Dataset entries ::
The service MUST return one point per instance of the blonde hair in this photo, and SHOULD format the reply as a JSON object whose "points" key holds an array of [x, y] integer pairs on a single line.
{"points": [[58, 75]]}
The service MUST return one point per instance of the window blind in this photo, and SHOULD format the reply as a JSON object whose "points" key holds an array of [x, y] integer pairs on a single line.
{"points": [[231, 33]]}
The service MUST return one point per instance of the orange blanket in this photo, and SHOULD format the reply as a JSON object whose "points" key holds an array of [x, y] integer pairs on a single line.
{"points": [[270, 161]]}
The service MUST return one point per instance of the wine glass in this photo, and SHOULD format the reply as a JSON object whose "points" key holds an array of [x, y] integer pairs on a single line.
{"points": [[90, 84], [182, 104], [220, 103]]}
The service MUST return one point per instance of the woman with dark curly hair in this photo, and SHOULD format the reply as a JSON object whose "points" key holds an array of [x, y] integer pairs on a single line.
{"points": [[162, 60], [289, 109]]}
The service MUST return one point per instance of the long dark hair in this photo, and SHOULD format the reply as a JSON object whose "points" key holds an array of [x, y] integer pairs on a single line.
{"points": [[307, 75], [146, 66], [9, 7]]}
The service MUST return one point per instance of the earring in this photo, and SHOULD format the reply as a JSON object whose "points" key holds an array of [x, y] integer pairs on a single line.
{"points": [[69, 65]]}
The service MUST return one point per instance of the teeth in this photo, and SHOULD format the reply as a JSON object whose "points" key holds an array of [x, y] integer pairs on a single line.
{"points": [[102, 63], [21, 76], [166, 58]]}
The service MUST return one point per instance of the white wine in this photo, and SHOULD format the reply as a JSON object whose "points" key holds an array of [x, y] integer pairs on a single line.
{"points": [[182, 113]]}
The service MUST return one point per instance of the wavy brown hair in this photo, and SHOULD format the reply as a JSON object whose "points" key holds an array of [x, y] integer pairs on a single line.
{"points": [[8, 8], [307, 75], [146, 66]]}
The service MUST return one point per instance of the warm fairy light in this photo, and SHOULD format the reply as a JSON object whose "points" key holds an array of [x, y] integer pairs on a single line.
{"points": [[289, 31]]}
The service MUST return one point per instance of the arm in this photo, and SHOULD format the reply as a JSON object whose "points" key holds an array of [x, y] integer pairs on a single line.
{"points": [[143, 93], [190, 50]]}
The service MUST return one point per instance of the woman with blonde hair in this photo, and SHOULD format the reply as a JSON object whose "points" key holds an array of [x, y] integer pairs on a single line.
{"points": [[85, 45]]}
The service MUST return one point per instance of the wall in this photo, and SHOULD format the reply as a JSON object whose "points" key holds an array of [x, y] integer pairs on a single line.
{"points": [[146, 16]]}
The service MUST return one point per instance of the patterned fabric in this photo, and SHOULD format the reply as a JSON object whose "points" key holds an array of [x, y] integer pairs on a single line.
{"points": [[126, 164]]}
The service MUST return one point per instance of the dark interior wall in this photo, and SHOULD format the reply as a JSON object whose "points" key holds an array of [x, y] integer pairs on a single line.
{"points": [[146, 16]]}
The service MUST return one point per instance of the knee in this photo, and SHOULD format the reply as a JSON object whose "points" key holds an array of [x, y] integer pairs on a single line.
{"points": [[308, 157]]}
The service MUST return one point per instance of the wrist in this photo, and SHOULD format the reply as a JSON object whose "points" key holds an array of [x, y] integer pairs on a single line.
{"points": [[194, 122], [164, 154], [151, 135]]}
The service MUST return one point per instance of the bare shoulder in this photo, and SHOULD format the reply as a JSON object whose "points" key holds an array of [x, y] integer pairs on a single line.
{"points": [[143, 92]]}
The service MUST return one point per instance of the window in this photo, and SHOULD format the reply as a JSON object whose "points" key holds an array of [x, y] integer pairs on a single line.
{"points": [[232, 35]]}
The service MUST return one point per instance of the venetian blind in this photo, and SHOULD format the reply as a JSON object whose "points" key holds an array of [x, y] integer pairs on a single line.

WORK INSTRUCTION ::
Would you set down every entry again, exactly?

WRITTEN ANSWER ::
The service MUST return one point per instance of the blonde hair in this photo, and SHOULD format the reply as a JSON object whose "points" key holds an array of [x, y] integer pairs on a single line.
{"points": [[58, 75]]}
The service MUST return one point per instance of the window blind in this photo, and SHOULD format the reply as a JSON object whose "points" key holds an array of [x, y] integer pairs on a single line.
{"points": [[231, 33]]}
The service MUST return one point per instance of the orange blanket in this photo, and SHOULD format the reply as a JSON object whose "points" key holds an array of [x, y] integer pairs on a single line.
{"points": [[270, 161]]}
The service MUST return one point per instance of the wine glass in this photo, and SHOULD format the reply as a JSON object whose "points" key holds an array of [x, y] integer pairs on a single line.
{"points": [[90, 84], [182, 104], [220, 103]]}
The service MUST return one point per instance of the woman with dark curly hair in this photo, and SHOULD format the reply as a JSON object whose "points" key holds an array of [x, y] integer pairs on a single line.
{"points": [[162, 60], [289, 109]]}
The service MUST return one point per instance of the long dark hair in this photo, and SHOULD format the reply as a JSON object whose "points" key holds an array of [x, y] integer pairs on a single line.
{"points": [[307, 75], [146, 66], [9, 7]]}
The service MUST return one point per instance of the earring in this photo, and SHOULD format the reply as a JSON object whose "points" key holds an array of [x, y] integer pairs on a single line.
{"points": [[69, 65]]}
The service MUST return one point per instance of the teeth in this photo, and SHOULD format the reply as a JSON object whose "points" key holds an array of [x, y] integer pairs on a single line.
{"points": [[102, 63], [21, 76], [166, 58]]}
The service MUST return one point per instance of the white wine in this photo, and SHOULD format the reply as a JSON object whose "points" key holds an array of [x, y] integer pairs on a single line.
{"points": [[182, 113]]}
The service MUST return one point per instance of the wavy brown hair in this photo, and SHOULD format the reply as a JSON object whose "points" key holds an array of [x, y] integer pairs on a single line.
{"points": [[8, 8], [307, 75], [146, 66]]}
The service MUST return one point per instance of the warm fairy light in this photo, and SHOULD format the reply as a JSON object whose "points" key holds an array of [x, y] integer pairs on a single line.
{"points": [[289, 31]]}
The service MUST return one point per instance of the arm in this photo, and SHOULD format the reply as a JSON object whose "points" key holds an array of [x, y] integer pairs on a single line.
{"points": [[143, 93], [190, 50]]}
The service MUST return one point per instance of the woman with blonde hair in this photo, and SHOULD format the reply as a JSON object whose "points" key holds an array of [x, y] integer pairs on a single line.
{"points": [[85, 45]]}
The service MUST return one point per instance of the wall in this photo, and SHOULD format the reply as a JSON object whose "points" key holds an array of [x, y] integer pairs on a single line.
{"points": [[146, 16]]}
The service MUST return one point per instance of the patterned fabric in this photo, and SHOULD format the reply as a JSON object whose "points" key holds an array of [x, y] integer pairs on a single line.
{"points": [[126, 164]]}
The service MUST return one point per instance of the dark interior wall in this photo, and SHOULD format the reply as a JSON object whose "points" key holds an array of [x, y] integer pairs on a single line.
{"points": [[146, 16]]}
The service MUST return one point per instance of the knee in this photo, and SHOULD format the reply as a JSON object whose "points" key holds an array of [x, y] integer pairs on a single line.
{"points": [[308, 157]]}
The service MUST return one point per instance of the wrist in this photo, and SHOULD format the reply as a JSON object whose "points" key holds an array of [x, y] integer pairs on a single line.
{"points": [[194, 122], [164, 154], [151, 135]]}
The service MUST return one point per instance of the bare shoulder in this photo, and SHOULD format the reply as a JSON object whose "points" key holds an array of [x, y] integer pairs on a single line.
{"points": [[143, 92]]}
The service MUST return one point per instance of the window in this photo, and SHOULD format the reply as a JSON object whose "points" key holds an array of [x, y] integer pairs on a single line.
{"points": [[232, 35]]}
The service MUST return one point per instance of the venetian blind in this photo, and SHOULD format the reply as a JSON object whose "points" key holds an array of [x, y] integer pairs on a single line.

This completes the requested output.